Please rewrite the part that opens with the line containing "Segment every instance of the railway" and closes with the line containing "116], [0, 119]]", swapping "railway track" for "rail line" and leaving everything else the same.

(Records from a collection)

## Begin

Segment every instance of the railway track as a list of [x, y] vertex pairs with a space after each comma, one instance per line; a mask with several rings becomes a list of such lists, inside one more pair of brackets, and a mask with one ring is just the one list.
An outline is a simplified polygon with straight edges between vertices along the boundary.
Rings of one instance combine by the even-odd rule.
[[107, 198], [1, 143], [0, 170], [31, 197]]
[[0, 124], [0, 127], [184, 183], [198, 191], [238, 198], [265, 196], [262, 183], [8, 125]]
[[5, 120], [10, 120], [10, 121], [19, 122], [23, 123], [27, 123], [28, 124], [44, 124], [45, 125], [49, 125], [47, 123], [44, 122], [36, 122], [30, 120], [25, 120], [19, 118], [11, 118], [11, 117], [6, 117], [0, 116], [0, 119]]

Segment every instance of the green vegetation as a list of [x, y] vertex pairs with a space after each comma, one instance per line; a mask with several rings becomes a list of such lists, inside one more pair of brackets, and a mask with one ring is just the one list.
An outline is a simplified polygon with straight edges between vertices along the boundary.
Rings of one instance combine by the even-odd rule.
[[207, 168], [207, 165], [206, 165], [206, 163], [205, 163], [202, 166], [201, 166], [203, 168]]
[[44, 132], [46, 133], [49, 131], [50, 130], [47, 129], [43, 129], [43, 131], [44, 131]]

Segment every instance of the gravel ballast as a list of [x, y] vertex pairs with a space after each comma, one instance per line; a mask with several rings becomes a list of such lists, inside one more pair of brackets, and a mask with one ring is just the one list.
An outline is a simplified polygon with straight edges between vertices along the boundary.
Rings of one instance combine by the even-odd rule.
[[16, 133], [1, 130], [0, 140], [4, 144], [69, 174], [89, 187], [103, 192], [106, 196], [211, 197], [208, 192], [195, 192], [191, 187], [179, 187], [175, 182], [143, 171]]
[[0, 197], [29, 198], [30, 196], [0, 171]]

## End
## Begin

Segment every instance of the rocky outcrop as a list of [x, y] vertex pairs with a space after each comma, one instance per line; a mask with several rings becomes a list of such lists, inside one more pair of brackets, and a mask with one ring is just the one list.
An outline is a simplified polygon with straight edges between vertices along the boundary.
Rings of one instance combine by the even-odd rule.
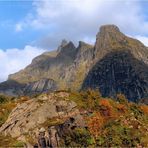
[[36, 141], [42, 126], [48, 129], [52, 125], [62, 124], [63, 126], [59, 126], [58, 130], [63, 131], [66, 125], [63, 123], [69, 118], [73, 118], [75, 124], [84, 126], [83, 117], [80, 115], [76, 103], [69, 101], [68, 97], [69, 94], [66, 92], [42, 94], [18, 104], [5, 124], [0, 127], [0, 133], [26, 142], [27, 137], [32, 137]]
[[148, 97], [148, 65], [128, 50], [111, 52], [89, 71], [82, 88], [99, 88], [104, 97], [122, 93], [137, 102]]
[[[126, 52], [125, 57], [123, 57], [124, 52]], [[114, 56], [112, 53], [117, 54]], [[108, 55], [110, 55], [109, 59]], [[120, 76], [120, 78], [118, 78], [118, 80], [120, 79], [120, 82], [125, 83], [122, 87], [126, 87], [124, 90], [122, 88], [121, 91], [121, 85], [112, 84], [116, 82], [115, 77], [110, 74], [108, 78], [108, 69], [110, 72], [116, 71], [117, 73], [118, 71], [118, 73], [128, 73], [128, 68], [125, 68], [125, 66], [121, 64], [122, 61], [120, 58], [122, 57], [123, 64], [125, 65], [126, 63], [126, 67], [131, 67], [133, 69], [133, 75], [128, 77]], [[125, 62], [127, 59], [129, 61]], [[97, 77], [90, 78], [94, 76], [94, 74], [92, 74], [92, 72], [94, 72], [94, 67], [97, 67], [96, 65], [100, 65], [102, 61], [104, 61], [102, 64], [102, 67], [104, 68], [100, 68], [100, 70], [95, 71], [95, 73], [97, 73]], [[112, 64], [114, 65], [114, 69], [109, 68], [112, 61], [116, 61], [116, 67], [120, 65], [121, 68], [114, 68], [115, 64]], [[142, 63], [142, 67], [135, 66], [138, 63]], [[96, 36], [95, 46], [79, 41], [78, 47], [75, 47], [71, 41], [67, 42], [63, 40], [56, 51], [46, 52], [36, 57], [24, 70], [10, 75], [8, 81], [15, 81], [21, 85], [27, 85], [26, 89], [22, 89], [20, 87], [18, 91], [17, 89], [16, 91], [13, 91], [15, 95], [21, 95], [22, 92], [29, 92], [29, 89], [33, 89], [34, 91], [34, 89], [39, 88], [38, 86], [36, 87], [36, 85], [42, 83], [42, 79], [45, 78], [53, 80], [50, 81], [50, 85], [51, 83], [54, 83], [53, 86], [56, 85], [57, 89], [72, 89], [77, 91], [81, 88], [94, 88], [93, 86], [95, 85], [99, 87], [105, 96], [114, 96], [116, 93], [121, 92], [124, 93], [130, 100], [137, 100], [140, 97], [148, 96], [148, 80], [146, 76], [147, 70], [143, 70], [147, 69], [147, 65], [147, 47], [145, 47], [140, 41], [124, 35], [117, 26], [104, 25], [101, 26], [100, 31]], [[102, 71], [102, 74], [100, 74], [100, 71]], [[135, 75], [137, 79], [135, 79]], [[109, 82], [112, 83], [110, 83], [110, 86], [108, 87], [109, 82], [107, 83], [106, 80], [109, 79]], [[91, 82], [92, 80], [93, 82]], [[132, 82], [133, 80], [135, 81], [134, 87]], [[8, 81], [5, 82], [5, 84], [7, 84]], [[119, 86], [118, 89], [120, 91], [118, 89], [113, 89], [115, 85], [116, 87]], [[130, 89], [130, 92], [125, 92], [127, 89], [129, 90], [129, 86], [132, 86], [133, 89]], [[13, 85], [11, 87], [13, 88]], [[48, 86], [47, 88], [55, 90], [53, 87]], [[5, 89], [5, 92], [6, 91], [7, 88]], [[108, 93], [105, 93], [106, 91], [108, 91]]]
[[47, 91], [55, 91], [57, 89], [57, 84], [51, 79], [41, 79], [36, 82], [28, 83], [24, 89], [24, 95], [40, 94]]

## End

§ **RESPONSE FOR THIS EXERCISE**
Segment every instance of the rail line as a list of [x, y] vertex pairs with a space after each comma, one instance per line; a mask with several rings becomes a list of such lists, inside one more pair of brackets, and a mask with one ring is just the one list.
An outline is a simplified polygon with straight edges between vertices along the boundary.
Rings of one instance combine by the even-odd rule.
[[107, 198], [1, 143], [0, 170], [31, 197]]
[[0, 124], [0, 127], [184, 183], [198, 191], [238, 198], [265, 196], [262, 183], [8, 125]]
[[5, 120], [10, 120], [10, 121], [19, 122], [23, 123], [27, 123], [28, 124], [44, 124], [45, 125], [49, 125], [47, 123], [44, 122], [36, 122], [30, 120], [25, 120], [19, 118], [11, 118], [11, 117], [6, 117], [0, 116], [0, 119]]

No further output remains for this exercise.